### [Task]
Put every line of the records from the one containing "Locate every instance of window light" down to the one containing "[478,379,617,501]", both included, into a JSON list of strings with one string per line and no blank lines.

☆ ☆ ☆ ☆ ☆

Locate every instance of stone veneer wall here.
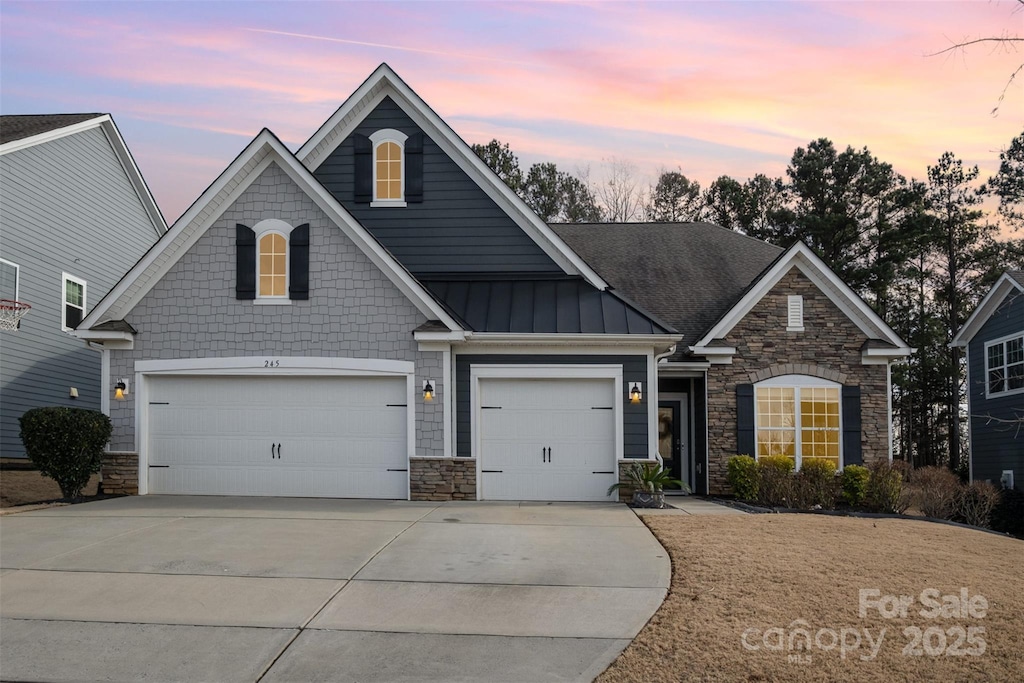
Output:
[409,458,476,501]
[708,267,889,495]
[100,453,138,496]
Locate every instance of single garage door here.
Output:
[478,378,617,501]
[147,376,409,499]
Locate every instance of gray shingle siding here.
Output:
[111,165,443,456]
[968,292,1024,488]
[455,353,650,458]
[314,98,562,273]
[0,128,157,457]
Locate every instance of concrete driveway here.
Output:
[0,496,670,682]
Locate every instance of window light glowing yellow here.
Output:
[259,232,288,297]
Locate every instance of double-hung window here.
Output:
[985,334,1024,396]
[60,272,85,332]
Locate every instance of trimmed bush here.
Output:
[864,460,910,515]
[19,408,113,499]
[953,481,999,528]
[758,456,794,508]
[793,459,836,510]
[725,456,761,501]
[839,465,871,508]
[992,488,1024,539]
[910,467,961,519]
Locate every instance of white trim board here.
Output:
[80,128,460,330]
[690,242,910,356]
[0,114,167,238]
[296,63,608,290]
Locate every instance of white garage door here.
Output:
[147,376,409,499]
[478,379,617,501]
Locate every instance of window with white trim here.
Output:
[60,272,86,332]
[754,375,843,469]
[0,258,22,301]
[370,128,409,206]
[985,333,1024,396]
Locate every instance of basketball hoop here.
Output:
[0,299,32,330]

☆ ☆ ☆ ☆ ☆

### [The result]
[
  "Locate every instance of window light glowing yellow here.",
  "Output:",
  "[259,232,288,297]",
  "Locate every instance of double-hung window here.",
  "Output:",
  "[985,334,1024,396]",
  "[60,272,85,332]",
  "Locate every instance of trimmed bush here.",
  "Output:",
  "[864,460,910,515]",
  "[19,408,113,499]",
  "[953,481,999,528]",
  "[758,456,794,508]",
  "[793,459,836,510]",
  "[725,456,761,501]",
  "[839,465,871,508]",
  "[992,488,1024,539]",
  "[910,467,961,519]",
  "Locate every instance of white trim board here.",
  "Output:",
  "[80,128,460,330]",
  "[690,242,910,356]",
  "[0,114,167,238]",
  "[296,63,608,290]",
  "Locate every instance of white garage door here.",
  "Output:",
  "[147,376,409,499]",
  "[478,379,617,501]"
]